For more information, contact: Steven G. Schulman or Samuel H. Rudman
One Pennsylvania Plaza, 49th fl. New York, NY, 10119-0165 Phone number:
(800) 320-5081 Email: gadzooxcase@milbergNY.com  Website:
http://www.milberg.com


GREAT ATLANTIC: Plaintiffs In Federal Suit Accepts $3M Settlement
-----------------------------------------------------------------
On January 13, 2000, the Attorney General of the State of New York
filed an action in New York Supreme Court, County of New York, alleging
that Great Atlantic & Pacific Tea Company, Inc. and its subsidiary
Shopwell, Inc., together with the Company's outside delivery service
Chelsea Trucking, Inc., violated New York law by failing to pay minimum
and overtime wages to individuals who deliver groceries at a Food
Emporium store in New York City.

The complaint seeks a determination of violation of law, an
unspecified amount of restitution, an injunction and costs.

### Extracted records

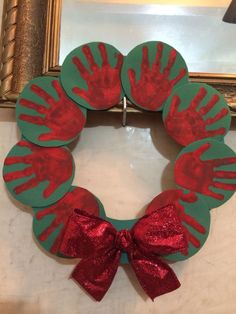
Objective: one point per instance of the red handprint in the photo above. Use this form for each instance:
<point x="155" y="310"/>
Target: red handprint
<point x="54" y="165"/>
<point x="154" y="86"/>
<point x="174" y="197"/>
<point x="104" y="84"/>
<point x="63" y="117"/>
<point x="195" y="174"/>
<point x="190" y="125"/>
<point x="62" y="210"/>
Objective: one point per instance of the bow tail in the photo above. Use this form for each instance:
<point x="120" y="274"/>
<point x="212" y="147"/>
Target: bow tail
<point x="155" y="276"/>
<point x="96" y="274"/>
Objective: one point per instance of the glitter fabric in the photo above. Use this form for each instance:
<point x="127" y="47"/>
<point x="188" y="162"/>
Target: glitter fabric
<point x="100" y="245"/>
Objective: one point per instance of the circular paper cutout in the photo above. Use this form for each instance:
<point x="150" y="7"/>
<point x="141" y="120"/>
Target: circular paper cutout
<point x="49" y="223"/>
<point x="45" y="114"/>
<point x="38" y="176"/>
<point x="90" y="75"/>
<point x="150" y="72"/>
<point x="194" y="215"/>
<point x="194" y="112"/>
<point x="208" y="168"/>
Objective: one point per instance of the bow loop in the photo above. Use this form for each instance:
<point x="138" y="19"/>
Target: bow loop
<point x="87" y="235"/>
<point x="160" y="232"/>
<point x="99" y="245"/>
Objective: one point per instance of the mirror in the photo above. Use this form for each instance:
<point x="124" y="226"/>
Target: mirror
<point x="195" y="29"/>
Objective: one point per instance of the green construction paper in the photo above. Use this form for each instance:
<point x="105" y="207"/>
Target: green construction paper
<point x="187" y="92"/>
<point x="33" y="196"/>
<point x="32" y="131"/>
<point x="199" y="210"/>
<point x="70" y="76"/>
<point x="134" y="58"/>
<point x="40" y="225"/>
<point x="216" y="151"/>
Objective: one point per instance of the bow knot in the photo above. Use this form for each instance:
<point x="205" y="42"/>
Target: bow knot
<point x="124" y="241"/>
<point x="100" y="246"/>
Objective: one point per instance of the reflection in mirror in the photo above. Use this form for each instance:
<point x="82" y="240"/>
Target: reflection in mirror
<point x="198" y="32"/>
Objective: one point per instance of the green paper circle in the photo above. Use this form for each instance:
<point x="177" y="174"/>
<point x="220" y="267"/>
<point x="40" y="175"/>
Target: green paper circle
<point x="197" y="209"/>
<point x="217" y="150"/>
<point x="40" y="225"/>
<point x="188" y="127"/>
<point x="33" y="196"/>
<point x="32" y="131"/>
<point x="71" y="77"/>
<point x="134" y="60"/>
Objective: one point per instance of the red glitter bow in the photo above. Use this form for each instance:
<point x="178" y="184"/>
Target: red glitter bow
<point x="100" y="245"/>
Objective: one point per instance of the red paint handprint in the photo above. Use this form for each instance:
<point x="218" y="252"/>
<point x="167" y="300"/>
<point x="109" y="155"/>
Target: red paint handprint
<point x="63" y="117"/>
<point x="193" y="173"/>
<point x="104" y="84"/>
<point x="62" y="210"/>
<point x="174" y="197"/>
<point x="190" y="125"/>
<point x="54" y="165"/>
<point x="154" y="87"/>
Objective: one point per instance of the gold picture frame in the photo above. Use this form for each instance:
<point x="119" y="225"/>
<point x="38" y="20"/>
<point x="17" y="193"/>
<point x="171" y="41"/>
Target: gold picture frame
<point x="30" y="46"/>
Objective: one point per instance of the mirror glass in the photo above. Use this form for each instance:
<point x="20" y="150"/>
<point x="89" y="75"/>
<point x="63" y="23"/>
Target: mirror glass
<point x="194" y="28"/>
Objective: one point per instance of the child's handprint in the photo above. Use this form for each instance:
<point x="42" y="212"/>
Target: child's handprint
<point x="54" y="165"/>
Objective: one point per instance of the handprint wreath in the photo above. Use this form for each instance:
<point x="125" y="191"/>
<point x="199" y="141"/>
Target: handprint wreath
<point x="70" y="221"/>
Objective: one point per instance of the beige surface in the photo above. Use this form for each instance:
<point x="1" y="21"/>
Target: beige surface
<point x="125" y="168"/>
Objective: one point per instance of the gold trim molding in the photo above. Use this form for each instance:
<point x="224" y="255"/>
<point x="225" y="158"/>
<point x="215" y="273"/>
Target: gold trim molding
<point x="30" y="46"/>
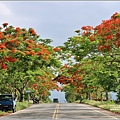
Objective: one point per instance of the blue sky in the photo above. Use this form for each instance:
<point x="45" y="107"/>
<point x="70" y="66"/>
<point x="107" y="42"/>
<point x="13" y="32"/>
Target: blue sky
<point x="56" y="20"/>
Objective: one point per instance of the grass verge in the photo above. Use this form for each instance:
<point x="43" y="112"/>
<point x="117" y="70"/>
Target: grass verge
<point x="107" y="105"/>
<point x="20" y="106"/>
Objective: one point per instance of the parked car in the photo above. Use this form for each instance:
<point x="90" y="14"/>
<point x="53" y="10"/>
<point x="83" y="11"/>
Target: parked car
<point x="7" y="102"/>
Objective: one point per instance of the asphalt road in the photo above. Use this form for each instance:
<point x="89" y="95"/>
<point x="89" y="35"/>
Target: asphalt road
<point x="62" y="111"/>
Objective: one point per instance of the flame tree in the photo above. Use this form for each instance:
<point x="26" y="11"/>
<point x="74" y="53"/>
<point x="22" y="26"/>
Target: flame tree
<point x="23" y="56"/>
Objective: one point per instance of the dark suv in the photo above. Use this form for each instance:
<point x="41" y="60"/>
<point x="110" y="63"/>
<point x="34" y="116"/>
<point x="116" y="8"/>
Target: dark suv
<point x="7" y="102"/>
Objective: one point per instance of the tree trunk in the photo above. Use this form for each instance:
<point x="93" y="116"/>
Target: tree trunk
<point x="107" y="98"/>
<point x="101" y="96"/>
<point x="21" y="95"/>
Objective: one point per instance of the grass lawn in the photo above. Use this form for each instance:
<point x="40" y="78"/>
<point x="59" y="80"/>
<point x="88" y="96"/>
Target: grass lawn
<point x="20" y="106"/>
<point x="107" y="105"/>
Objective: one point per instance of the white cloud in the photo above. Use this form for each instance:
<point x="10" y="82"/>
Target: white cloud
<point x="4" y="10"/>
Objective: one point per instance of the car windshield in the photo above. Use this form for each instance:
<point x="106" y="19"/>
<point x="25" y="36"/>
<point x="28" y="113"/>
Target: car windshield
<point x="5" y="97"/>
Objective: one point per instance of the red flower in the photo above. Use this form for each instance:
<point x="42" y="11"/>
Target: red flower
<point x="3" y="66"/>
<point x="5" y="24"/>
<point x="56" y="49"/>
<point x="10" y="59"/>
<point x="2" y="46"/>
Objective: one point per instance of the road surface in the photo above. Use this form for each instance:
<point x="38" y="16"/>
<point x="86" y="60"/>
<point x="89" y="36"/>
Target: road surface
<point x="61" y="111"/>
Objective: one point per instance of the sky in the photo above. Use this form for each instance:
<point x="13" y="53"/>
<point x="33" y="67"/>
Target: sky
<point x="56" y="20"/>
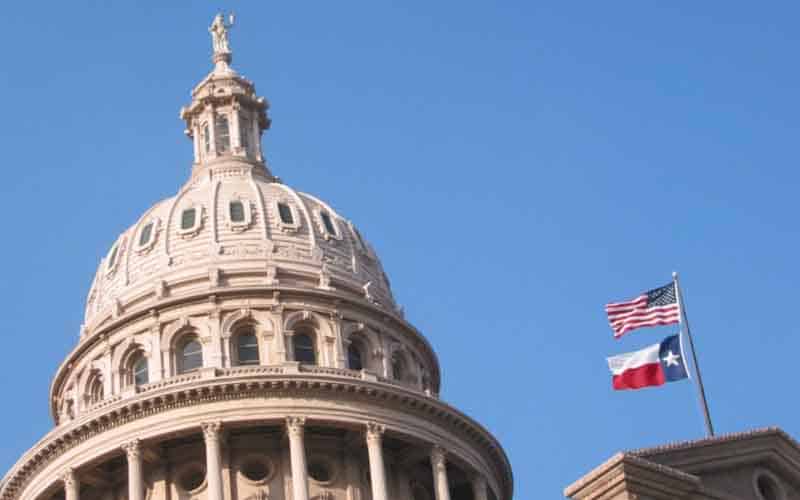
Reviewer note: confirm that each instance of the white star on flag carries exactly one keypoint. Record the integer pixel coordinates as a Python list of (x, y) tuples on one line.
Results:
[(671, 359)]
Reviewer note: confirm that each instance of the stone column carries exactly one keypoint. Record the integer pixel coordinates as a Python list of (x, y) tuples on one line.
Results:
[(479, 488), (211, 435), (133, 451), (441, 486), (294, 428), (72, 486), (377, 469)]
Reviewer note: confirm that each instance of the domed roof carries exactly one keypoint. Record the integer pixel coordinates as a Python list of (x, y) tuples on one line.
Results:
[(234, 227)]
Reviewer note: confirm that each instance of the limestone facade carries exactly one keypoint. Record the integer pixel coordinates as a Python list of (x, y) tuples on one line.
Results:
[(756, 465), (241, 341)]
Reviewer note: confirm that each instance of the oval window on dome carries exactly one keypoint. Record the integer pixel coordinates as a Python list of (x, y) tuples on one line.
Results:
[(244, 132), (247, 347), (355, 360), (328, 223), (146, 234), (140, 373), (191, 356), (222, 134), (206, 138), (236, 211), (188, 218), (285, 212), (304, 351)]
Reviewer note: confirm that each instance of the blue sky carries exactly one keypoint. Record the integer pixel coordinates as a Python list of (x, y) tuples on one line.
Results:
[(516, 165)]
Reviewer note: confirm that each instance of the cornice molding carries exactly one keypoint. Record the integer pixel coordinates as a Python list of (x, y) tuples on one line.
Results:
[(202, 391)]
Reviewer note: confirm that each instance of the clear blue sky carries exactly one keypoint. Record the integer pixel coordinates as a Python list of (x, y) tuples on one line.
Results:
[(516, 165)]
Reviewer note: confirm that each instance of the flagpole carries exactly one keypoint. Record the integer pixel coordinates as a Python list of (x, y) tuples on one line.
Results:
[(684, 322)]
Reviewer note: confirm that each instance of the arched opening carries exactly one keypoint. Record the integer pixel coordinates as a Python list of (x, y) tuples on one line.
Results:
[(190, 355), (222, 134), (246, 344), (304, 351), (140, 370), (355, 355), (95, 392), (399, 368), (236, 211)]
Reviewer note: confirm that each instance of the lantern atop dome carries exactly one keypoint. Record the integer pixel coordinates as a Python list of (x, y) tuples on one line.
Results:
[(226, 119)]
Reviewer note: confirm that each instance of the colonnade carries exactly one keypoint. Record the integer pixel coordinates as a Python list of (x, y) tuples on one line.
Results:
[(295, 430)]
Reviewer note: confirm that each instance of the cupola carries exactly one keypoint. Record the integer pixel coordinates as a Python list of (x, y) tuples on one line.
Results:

### Questions on the material
[a] Rewrite the paragraph of the Great Atlantic text that begins "On January 13, 2000" in fewer words, keeping its main facts.
[b] List everything the complaint seeks, according to the Great Atlantic text.
[c] Please write out the stretch of the Great Atlantic text from "GREAT ATLANTIC: Plaintiffs" through "New York City.", word for word.

### Task responses
[a] On January 13, 2000, the New York Attorney General sued Great Atlantic & Pacific Tea Company, Inc., its subsidiary Shopwell, Inc., and its outside delivery service Chelsea Trucking, Inc. in New York Supreme Court, County of New York. The suit claims they broke New York law by not paying minimum and overtime wages to grocery deliverers at a Food Emporium store in New York City.

[b]
- A determination of violation of law
- An unspecified amount of restitution
- An injunction
- Costs

[c]
GREAT ATLANTIC: Plaintiffs In Federal Suit Accepts $3M Settlement
-----------------------------------------------------------------
On January 13, 2000, the Attorney General of the State of New York
filed an action in New York Supreme Court, County of New York, alleging
that Great Atlantic & Pacific Tea Company, Inc. and its subsidiary
Shopwell, Inc., together with the Company's outside delivery service
Chelsea Trucking, Inc., violated New York law by failing to pay minimum
and overtime wages to individuals who deliver groceries at a Food
Emporium store in New York City.